TRAVAIL À RÉALISER:
a: Citez l'extrait sur La Bouitte, en reprenant tout ce qui va de "La table des" jusqu'à "ménagère de base !".
b: Répondez à ces questions d'après l'extrait sur La Bouitte :
(i) Depuis quelle année la table est-elle doublement étoilée ?
(ii) De combien de cuisiniers environ la brigade se compose-t-elle ?
(iii) Avec quoi les crozets sont-ils travaillés en risotto ?
c: Dressez la liste des produits gastronomiques de la Savoie que l'extrait sur La Bouitte donne entre parenthèses.

EXTRAIT FOURNI:
========

La table des Meilleur
Troisième épisode de la saga Meilleur
Doublement étoilée depuis 2008, la table de La Bouitte consacre le talent de René et Maxime Meilleur tout en magnifiant les produits du terroir savoyard. Quand le Michelin va t’il leur octroyer la consécration suprême qui serait pleinement justifiée ?
De la salle à manger de grandes baies vitrées permettent de voir la brigade des quelques 20 cuisiniers s’affairant derrière les pianos. Mais loin de moi l’idée de regarder, de reluquer des tours de main : cette cuisine là, à 4 mains de plus, est de l’orfèvrerie et difficilement accessible à la ménagère de base !
Pourtant les Meilleur sont revenus à bien plus de « simplicité », une relative simplicité cependant, dans le but de magnifier et de mettre en valeur le produit, le seul produit. Comme dit René le père, j’ai été élevé à la polenta et il faut retrouver ces plats là en les sublimant. Exit les mélanges trop sophistiqués d’iode-terre-herbe ; place aux produits gastronomiques de la Savoie (crozets, féra et omble chevalier des lacs, pigeon et écrevisse à pattes rouges) sans oublier les viandes et fromages d’alpage. Attention cependant, les crozets ne sont pas cuits à l’eau comme de vulgaires pâtes ; mais travaillés en risotto au Beaufort, aux girolles et à l’oseille des bois. La polenta n’est pas seulement agrémentée d’une noix de beurre ; elle est préparée au lard colonnata et au lait mousseux infusé au pain toasté.

========

(Entrées de pointage d'objets nommés)
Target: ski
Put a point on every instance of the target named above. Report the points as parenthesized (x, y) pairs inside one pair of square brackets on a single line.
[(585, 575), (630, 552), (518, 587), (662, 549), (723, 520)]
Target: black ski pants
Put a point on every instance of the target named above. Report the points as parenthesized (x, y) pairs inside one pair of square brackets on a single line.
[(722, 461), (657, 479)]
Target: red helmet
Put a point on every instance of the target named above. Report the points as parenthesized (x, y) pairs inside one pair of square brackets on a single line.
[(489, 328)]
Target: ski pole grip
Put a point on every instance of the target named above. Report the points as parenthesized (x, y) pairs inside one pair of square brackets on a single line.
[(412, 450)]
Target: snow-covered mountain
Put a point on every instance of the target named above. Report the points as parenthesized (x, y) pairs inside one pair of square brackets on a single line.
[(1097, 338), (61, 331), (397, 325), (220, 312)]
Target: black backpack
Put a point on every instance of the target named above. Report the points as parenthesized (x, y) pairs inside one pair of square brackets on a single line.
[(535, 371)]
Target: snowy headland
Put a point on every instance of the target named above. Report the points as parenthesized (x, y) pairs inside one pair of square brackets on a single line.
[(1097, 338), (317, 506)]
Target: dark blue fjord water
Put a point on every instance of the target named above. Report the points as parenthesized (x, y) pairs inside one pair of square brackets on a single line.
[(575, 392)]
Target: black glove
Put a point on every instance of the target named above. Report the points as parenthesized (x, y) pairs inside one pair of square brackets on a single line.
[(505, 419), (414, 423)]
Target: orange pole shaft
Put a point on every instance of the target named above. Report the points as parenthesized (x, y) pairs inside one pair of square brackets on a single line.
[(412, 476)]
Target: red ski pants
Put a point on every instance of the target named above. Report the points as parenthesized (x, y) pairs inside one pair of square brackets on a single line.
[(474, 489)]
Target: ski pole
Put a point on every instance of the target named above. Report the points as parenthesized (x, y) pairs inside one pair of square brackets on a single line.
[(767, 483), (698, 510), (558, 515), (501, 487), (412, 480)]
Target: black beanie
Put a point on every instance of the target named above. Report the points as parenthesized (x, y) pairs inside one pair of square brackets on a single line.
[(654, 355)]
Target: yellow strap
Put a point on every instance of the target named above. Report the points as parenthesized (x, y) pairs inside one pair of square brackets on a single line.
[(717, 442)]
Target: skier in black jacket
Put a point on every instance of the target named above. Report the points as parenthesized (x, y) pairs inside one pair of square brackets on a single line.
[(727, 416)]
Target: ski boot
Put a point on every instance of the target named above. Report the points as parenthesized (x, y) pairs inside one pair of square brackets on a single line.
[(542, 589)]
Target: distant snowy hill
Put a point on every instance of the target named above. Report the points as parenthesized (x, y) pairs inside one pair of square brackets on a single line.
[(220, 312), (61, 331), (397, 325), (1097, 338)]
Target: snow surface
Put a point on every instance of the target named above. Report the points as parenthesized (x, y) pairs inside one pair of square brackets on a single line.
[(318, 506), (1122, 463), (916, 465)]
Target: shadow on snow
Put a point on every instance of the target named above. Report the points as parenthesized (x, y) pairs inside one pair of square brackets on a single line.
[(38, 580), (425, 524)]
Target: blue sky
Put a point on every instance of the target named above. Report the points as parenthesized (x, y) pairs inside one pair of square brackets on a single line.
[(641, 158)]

========

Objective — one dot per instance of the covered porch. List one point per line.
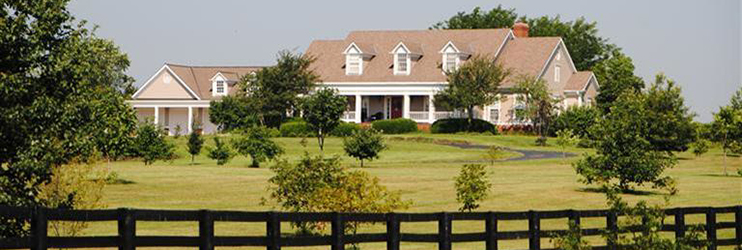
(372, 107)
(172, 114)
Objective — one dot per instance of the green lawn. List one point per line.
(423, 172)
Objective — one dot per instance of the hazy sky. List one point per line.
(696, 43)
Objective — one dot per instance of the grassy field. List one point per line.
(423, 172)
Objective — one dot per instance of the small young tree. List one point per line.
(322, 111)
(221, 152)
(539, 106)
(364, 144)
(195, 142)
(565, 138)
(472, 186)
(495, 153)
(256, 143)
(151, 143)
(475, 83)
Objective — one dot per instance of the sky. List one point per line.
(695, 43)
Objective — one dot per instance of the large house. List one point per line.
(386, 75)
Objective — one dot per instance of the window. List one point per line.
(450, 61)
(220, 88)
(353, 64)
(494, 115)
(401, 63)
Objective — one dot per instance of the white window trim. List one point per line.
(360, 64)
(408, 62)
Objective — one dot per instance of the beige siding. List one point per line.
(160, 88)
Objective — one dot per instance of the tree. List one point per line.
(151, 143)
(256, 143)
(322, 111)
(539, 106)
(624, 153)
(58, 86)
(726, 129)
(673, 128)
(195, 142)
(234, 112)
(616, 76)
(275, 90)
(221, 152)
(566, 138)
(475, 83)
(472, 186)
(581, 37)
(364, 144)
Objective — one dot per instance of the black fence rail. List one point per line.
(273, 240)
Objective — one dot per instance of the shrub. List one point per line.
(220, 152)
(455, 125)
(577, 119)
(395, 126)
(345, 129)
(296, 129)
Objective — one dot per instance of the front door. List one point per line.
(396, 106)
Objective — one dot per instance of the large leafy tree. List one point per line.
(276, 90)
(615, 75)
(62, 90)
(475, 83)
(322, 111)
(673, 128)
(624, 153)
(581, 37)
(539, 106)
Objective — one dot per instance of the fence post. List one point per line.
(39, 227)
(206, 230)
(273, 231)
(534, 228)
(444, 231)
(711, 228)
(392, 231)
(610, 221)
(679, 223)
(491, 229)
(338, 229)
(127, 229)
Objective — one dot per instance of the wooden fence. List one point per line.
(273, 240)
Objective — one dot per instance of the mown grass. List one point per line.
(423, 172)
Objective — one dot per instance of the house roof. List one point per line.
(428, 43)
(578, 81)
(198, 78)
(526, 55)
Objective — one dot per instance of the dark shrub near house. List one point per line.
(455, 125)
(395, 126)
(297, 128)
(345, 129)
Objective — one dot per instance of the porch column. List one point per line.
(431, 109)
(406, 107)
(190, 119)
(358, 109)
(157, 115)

========

RÉPONSES ATTENDUES:
a:
La table des Meilleur
Troisième épisode de la saga Meilleur
Doublement étoilée depuis 2008, la table de La Bouitte consacre le talent de René et Maxime Meilleur tout en magnifiant les produits du terroir savoyard. Quand le Michelin va t’il leur octroyer la consécration suprême qui serait pleinement justifiée ?
De la salle à manger de grandes baies vitrées permettent de voir la brigade des quelques 20 cuisiniers s’affairant derrière les pianos. Mais loin de moi l’idée de regarder, de reluquer des tours de main : cette cuisine là, à 4 mains de plus, est de l’orfèvrerie et difficilement accessible à la ménagère de base !

b:
(i) Depuis 2008.
(ii) D'une vingtaine de cuisiniers.
(iii) Au Beaufort, aux girolles et à l'oseille des bois.

c: crozets ; féra des lacs ; omble chevalier des lacs ; pigeon ; écrevisse à pattes rouges